Listed entries:
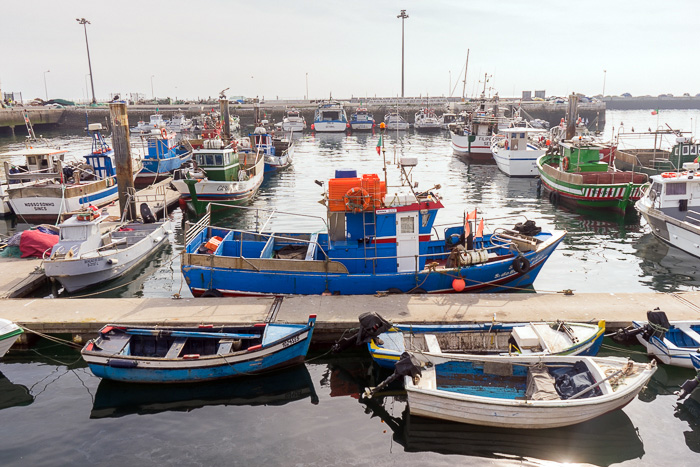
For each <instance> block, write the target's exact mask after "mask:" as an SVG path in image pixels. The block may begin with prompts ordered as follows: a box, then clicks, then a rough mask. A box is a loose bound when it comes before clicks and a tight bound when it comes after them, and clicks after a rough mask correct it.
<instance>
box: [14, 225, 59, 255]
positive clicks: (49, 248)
mask: <svg viewBox="0 0 700 467" xmlns="http://www.w3.org/2000/svg"><path fill="white" fill-rule="evenodd" d="M56 243H58V235H52V234H47V233H44V232H40V231H38V230H25V231H24V232H22V237H21V238H20V241H19V250H20V251H21V252H22V258H29V257H31V256H34V257H37V258H41V257H43V255H44V252H45V251H46V254H47V255H48V254H49V252H50V251H51V248H52V247H53V246H54V245H55V244H56Z"/></svg>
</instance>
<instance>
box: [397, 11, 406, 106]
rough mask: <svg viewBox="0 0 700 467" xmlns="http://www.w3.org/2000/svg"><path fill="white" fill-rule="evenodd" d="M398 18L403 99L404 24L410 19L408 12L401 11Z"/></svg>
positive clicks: (401, 77) (401, 86) (401, 91)
mask: <svg viewBox="0 0 700 467" xmlns="http://www.w3.org/2000/svg"><path fill="white" fill-rule="evenodd" d="M397 18H401V97H403V24H404V22H405V21H406V18H408V15H407V14H406V10H401V14H400V15H398V16H397Z"/></svg>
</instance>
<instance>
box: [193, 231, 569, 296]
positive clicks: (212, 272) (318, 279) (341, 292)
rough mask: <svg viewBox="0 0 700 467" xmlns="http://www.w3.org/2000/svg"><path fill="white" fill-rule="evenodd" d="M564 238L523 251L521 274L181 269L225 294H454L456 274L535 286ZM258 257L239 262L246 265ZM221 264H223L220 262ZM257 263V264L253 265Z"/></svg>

Problem description:
Reproduce the material exactly; omit the pictures.

Exercise result:
For each <instance> block, write the target's exact mask after "mask:" as an SVG path in image pixels. The block may begin with prompts ordered as follows: a box, then clicks, then a rough mask. A box is a loose bound when it comes before clicks and a tight bound when it comes after them, and clicks after a rough mask correct it.
<instance>
box: [14, 225, 59, 255]
positive clicks: (49, 248)
mask: <svg viewBox="0 0 700 467" xmlns="http://www.w3.org/2000/svg"><path fill="white" fill-rule="evenodd" d="M56 243H58V235H52V234H47V233H44V232H40V231H38V230H25V231H24V232H22V237H21V238H20V241H19V250H20V251H21V252H22V258H29V257H31V256H34V257H37V258H41V257H43V255H44V252H45V251H46V254H47V255H48V254H49V252H50V251H51V248H52V247H53V246H54V245H55V244H56Z"/></svg>
</instance>
<instance>
box: [397, 11, 406, 106]
rough mask: <svg viewBox="0 0 700 467" xmlns="http://www.w3.org/2000/svg"><path fill="white" fill-rule="evenodd" d="M398 18L403 99L404 24L410 19L408 12L401 11Z"/></svg>
positive clicks: (401, 77) (401, 86) (401, 91)
mask: <svg viewBox="0 0 700 467" xmlns="http://www.w3.org/2000/svg"><path fill="white" fill-rule="evenodd" d="M397 18H401V97H403V24H404V22H405V21H406V18H408V15H407V14H406V10H401V14H400V15H398V16H397Z"/></svg>
</instance>
<instance>
box: [193, 231, 569, 296]
positive clicks: (212, 272) (318, 279) (341, 292)
rough mask: <svg viewBox="0 0 700 467" xmlns="http://www.w3.org/2000/svg"><path fill="white" fill-rule="evenodd" d="M564 238L523 251L521 274L181 269L225 294H454L456 274L535 286ZM258 257L239 262L246 265ZM221 264H223L220 262ZM257 263V264L253 265Z"/></svg>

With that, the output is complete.